» **WORK REQUIRED**
Word for word, transcribe all the entries shown below.

» **EXERCISE INPUTS**
BEGIN

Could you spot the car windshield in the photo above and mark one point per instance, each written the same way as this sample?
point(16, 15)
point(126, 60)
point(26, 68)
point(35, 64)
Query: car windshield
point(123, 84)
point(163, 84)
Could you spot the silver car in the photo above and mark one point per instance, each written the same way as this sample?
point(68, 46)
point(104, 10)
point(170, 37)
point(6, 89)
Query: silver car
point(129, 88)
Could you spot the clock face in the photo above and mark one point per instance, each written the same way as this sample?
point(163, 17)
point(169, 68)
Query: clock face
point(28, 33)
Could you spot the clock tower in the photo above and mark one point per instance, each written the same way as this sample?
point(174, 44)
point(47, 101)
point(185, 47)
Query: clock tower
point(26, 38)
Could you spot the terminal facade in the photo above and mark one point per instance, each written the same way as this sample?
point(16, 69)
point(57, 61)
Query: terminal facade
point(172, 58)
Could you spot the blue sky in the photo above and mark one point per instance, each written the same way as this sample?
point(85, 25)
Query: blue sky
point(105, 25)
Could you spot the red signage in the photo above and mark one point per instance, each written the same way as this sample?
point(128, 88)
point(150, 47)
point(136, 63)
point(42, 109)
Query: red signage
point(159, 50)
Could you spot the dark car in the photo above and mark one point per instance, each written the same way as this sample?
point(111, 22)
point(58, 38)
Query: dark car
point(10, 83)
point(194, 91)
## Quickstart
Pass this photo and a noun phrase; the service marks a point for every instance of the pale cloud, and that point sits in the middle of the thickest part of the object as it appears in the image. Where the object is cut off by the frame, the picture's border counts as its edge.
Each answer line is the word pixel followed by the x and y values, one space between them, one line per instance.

END

» **SOLUTION TO THIS TASK**
Could you spot the car windshield in the photo above and mark one point per instance, each written the same way as this sample?
point(16, 15)
point(126, 60)
point(26, 68)
point(35, 64)
Query: car windshield
point(123, 84)
point(163, 84)
Could you spot the silver car in the photo above and mark one point per instance, each written the same way as this sample?
point(68, 46)
point(104, 10)
point(170, 37)
point(6, 89)
Query: silver car
point(129, 88)
Could you spot the clock face in the photo above and mark one point per instance, each written the same way as this sample?
point(163, 17)
point(169, 68)
Query: clock face
point(28, 33)
Could you spot the clock tower in the photo above and mark one point per instance, each written the same way as this sample?
point(174, 44)
point(47, 101)
point(185, 47)
Query: clock tower
point(26, 38)
Could you spot the terminal facade in the photo above and mark one point per instance, each written the same way as this sample?
point(16, 69)
point(57, 61)
Query: terminal facade
point(172, 58)
Could you spot the blue sky in the photo above and mark one point per instance, each written the same way as this sample?
point(85, 25)
Query: blue sky
point(105, 25)
Could you spot the red signage in the photo above and mark one point per instance, each written the same way as this sample?
point(128, 88)
point(150, 47)
point(136, 63)
point(42, 109)
Query: red signage
point(159, 50)
Could you spot the dark car in the photo above and mark one point per instance, each written the same way as this sample?
point(111, 22)
point(58, 38)
Query: dark car
point(10, 83)
point(194, 91)
## Quickstart
Pass this photo and a noun phrase; the service marks a point for every instance of the pale cloud, and that point sits in the middle of the thickest part of the object as it appears in the image. Where the object is cut off by the frame, the picture's border counts as its edge.
Each answer line is the word pixel followed by the x and y values, one space between them, one line per instance.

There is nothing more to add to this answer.